Nevertheless, she spent no time in the kitchen herself until she married. “I couldn’t cook a thing during any of my upbringing,” Betty told me in a recent telephone interview. “I was just an appreciator.”

Her husband gave her a copy of Julia Child’s Mastering the Art of French Cooking as a wedding present. “It was my first learning experience about food,” recalled Betty. “I was so naïve I thought ALL recipes were five pages long.”

Once she started cooking, she never stopped. She founded a cooking school in Columbus, Ohio, in the late 1970s and learned from guest teachers like gourmet legend Jacques Pepin and “queen of cake” Maida Heatter. Eventually, she attended the Parisian cooking school La Varenne.

Betty has written a syndicated food column, hosted a PBS food show, taught cooking in many venues, and written 11 cookbooks. The most recent of those books is Soup Nights, published just in time for National Soup Month (January) by Rizzoli.

I asked Betty about her earliest happy recollection of soup. Ironically, she told me, her first beloved soup—French Onion Soup Gratiné—graces the front cover of “Soup Nights.” She fell in love with this classic French favorite at les Halles, Paris’s big central market, during her junior year abroad. Les Halles has since closed; I am lucky enough to have visited the market and tasted that ambrosial soup as a small child.

Betty loves soup in general as well as in particular, however. “For me [soup is] just a sense of well being,” she explained. “Every culture has soups. They’re comforting. They can be hot. They can be cold. In the winter they warm you up, and in the summer they cool you down.”

They can also be very forgiving,” she added, noting that a thin soup can be thickened or a thick one thinned. “If you put a little too much salt in a soup, you can put in a raw potato.”

Soups are handy for anyone looking for a simple, inexpensive way to entertain, she noted. “Not only can you make soup in advance and it’s helpful for you as a host or a hostess, but it improves with time.”

I asked Betty to walk me through the process of creating one of the recipes in Soup Nights. She explained the thinking behind her Winter Tomato & Garlic Soup, which uses ingredients she tends to have in her cupboard—canned tomatoes, chicken stock, onion, garlic.

“I love tomato soup,” she enthused. “As a child I the only tomato soup I ever had was the one that came in the red-and-white Campbell’s can. It was a revelation to me that you can make tomato soup.

“I always like to give a kind of citrus taste to tomato soup. This one has orange zest. It lightens the soup a little bit.”

Eager to help readers figure out what to serve with their soup (her book features sandwiches, salads, and desserts as well as straight soups), Betty Rosbottom suggests pairing the tomato soup with Gorgonzola bruschette.

“When we have a nor’easter coming, this soup will serve a lot … and it gets better when you make it ahead of time.”

Betty Rosbottom wasn’t at liberty to tell me what her next project will be, but she predicted that it will be “very popular.” She lives in Amherst, Massachusetts, but she is spending January in her favorite city in the world, Paris, doing culinary research.

────

**Aim:**
Pick up the profile of Betty Rosbottom after its final sentence and carry it on. The listing that comes next is drawn from a separate source.

────

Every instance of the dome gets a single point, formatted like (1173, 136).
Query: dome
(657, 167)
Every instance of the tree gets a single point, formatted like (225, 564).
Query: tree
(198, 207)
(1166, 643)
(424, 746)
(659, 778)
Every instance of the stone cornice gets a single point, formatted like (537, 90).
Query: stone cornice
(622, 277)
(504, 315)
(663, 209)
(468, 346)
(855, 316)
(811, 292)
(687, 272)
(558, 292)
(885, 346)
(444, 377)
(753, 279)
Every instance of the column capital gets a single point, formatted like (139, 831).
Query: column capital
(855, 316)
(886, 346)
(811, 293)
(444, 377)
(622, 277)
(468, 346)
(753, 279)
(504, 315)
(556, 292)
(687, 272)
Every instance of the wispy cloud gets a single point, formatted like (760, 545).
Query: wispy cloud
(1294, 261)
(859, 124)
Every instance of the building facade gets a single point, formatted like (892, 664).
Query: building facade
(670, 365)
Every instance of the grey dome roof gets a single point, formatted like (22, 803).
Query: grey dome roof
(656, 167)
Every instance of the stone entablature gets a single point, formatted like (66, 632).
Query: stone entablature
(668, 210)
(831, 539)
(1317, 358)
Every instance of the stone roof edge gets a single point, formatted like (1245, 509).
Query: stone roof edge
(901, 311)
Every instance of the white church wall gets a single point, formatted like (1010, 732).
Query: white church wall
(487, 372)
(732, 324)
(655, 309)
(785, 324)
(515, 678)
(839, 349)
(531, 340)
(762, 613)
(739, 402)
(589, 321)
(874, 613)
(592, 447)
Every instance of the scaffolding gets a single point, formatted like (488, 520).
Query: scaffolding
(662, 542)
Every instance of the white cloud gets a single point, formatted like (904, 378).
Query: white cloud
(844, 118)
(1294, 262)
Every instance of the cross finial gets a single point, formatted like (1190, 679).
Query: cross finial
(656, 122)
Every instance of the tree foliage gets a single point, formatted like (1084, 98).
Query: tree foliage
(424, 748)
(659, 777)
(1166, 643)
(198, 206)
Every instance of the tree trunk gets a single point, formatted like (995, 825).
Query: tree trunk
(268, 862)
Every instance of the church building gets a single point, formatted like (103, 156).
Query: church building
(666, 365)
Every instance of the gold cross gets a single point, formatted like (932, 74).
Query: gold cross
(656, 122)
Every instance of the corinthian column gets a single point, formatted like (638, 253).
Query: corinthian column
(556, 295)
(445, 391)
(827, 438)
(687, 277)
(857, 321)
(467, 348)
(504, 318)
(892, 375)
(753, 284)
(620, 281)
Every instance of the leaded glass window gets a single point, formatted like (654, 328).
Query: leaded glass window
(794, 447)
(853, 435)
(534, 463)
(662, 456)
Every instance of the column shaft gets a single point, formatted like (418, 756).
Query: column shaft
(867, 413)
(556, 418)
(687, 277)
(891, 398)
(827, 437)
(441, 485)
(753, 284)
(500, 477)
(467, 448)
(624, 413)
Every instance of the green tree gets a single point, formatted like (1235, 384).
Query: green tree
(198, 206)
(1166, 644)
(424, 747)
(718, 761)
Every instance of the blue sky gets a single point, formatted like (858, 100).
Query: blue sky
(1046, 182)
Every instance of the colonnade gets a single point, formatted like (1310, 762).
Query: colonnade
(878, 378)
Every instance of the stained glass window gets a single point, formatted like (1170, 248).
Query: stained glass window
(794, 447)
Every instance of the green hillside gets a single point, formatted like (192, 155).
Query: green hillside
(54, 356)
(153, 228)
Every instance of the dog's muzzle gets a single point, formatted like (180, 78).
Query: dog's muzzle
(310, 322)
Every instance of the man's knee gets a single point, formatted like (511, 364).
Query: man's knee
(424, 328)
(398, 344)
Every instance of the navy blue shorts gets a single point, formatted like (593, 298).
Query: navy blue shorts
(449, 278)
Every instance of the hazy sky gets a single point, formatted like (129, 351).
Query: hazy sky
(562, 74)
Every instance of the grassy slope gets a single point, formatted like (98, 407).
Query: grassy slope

────

**Response to the task:**
In fact, when we spoke she was in her Paris apartment. The long distance connection made me happy if just a little jealous. During our conversation I could almost smell the onion soup!

Courtesy of Betty Rosbottom

“Midnight in Paris” Onion Soup Gratiné

© Soup Nights by Betty Rosbottom, Rizzoli New York, 2016. Used with permission.

Ingredients:

for the soup:

2 quarts beef stock
4 tablespoons unsalted butter
2 tablespoons vegetable oil
3 pounds yellow onions, sliced 1/4-inch thick, to yield 10 cups
kosher salt
1/4 teaspoon sugar, plus more if needed
1/4 cup all-purpose flour
3/4 cup dry white wine
freshly ground black pepper

for the croutons:

18 baguette slices, cut about 3/8-inch thick
3 to 4 tablespoons olive oil, plus more if needed
1 12-ounce piece good quality aged Gruyère grated to yield 1-1/2 cups and the remainder cut into slivers (1/4-inch by 1-inch long) to yield 1/2 cup

Instructions:

Set the stock in a pot over very low heat; then cover it. Keep the stock warm at a very low simmer while you prepare the soup.

In a 5-quart heavy pot (with a lid) over medium-low heat, heat the butter and oil. When hot, add the onions. Cover and cook, stirring frequently, 15 minutes.

Remove the lid, and raise the heat to medium. Stir in 1 teaspoon salt, the sugar, and the flour. Cook, stirring constantly, scraping the bottom of the pan so that the flour does not burn, until the onions are rich golden (like the color of light brown sugar), 35 to 40 minutes or more.

(While you are cooking the onions, the flour will start to darken too and the onions will cook down considerably. That’s okay.)

When the onions are done, add the simmering stock and 1/2 cup of the wine. Season the soup with salt and pepper, and a pinch or two of extra sugar if desired. Simmer, partially covered with the lid set ajar, 40 minutes more.

With a large spoon, skim off any foam that forms. Add the remaining 1/4 cup wine and season the soup again with salt and pepper. (Soup can be prepared three days ahead. Cook to this stage, then cool, cover, and refrigerate. Reheat over medium heat.)

While the soup is simmering, prepare the baguette slices and the cheese topping. Arrange a rack at center position of the oven and preheat to 350 degrees.

Brush the baguette slices generously on both sides with olive oil and arrange on a rimmed baking sheet.

Bake until the slices are crisp, 4 to 5 minutes per side. Remove and cool. (The baguette slices can be prepared two days ahead; store in an airtight container at room temperature.) Retain oven temperature.

Arrange 6 ovenproof soup bowls or ramekins on a rimmed baking sheet and fill them 3/4 full with the hot soup.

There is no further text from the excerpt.